● **OPDRACHT A**:
Kloppen de volgende beweringen volgens de bron? Antwoord per bewering met ja of nee en citeer letterlijk de woorden uit de bron die de doorslag geven. (i) De rechtbank Haarlem heeft de vorderingen van Flower Direct afgewezen. (ii) Het hof heeft de vonnissen van de rechtbank vernietigd. (iii) Het eindvonnis van de rechtbank dateert van 16 december 2009.
● **OPDRACHT B**:
Schrijf het stuk van de bron van "In hoger beroep heeft" tot en met "het hoger beroep." woordelijk over.

● **BRON**:
· · · ·
ECLI:NL:GHAMS:2011:BU6137

Gerechtshof Amsterdam

Datum uitspraak
8 november 2011
Publicatiedatum
5 april 2013
Zaaknummer
200.077.498-01
Instantie
Gerechtshof Amsterdam
Type
Uitspraak
Rechtsgebied
Civiel recht
Procedures
  • Hoger beroep
Rechters
Vindplaatsen
  • Rechtspraak.nl
AI samenvatting door LexboostAutomatisch gegenereerd

Borgstelling in overeenkomst tot ontvlechting van samenwerkingsverband tussen drie B.V.'s

In deze zaak gaat het om een hoger beroep van Flower Direct B.V. tegen twee vonnissen van de rechtbank Haarlem. Flower Direct is in hoger beroep gekomen van een tussenvonnis van 16 december 2009 en een eindvonnis van 30 juni 2010, waarin de rechtbank oordeelde dat de borgstelling door [geïntimeerde] niet geldig was. De zaak betreft een overeenkomst tot ontvlechting van een samenwerkingsverband tussen drie vennootschappen, waarbij Flower Direct Holding B.V. zich borg heeft gesteld voor een schuld van Premium Flower Concepts B.V. aan Flower Direct. De rechtbank oordeelde dat de borgstelling niet was verleend in het kader van de normale uitoefening van het bedrijf van Premium Flower Concepts, maar in het kader van de beëindiging van de samenwerking. Dit betekent dat de borgstelling als een particuliere borgtocht moet worden aangemerkt, waarvoor een schriftelijk bewijs vereist is volgens artikel 7:859 BW. Aangezien [geïntimeerde] de borgtocht heeft betwist en er geen schriftelijk bewijs is overgelegd, heeft de rechtbank de vorderingen van Flower Direct afgewezen.

In hoger beroep heeft Flower Direct betoogd dat de borgstelling wel degelijk is verstrekt ten behoeve van de normale uitoefening van het bedrijf. Het hof heeft echter geoordeeld dat de borgstelling onlosmakelijk verbonden is met de beëindiging van de samenwerking en dat er geen bewijs is dat [geïntimeerde] zich borg heeft gesteld in eigen naam. Het hof heeft de grieven van Flower Direct verworpen en de vonnissen van de rechtbank bekrachtigd. Flower Direct is als in het ongelijk gestelde partij veroordeeld in de kosten van het hoger beroep.
· · · ·
● **AANGELEVERDE GEGEVENS**:

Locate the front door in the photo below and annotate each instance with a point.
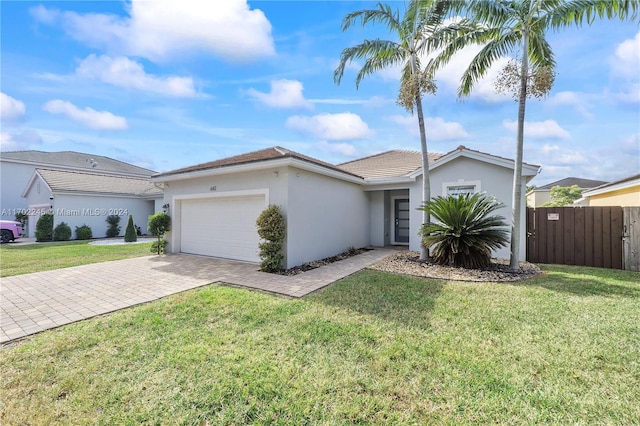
(401, 214)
· · · ·
● **JUIST ANTWOORD A**:
(i) Ja: "heeft de rechtbank de vorderingen van Flower Direct afgewezen."
(ii) Nee: "Het hof heeft de grieven van Flower Direct verworpen en de vonnissen van de rechtbank bekrachtigd."
(iii) Nee: "een tussenvonnis van 16 december 2009 en een eindvonnis van 30 juni 2010"

● **JUIST ANTWOORD B**:
In hoger beroep heeft Flower Direct betoogd dat de borgstelling wel degelijk is verstrekt ten behoeve van de normale uitoefening van het bedrijf. Het hof heeft echter geoordeeld dat de borgstelling onlosmakelijk verbonden is met de beëindiging van de samenwerking en dat er geen bewijs is dat [geïntimeerde] zich borg heeft gesteld in eigen naam. Het hof heeft de grieven van Flower Direct verworpen en de vonnissen van de rechtbank bekrachtigd. Flower Direct is als in het ongelijk gestelde partij veroordeeld in de kosten van het hoger beroep.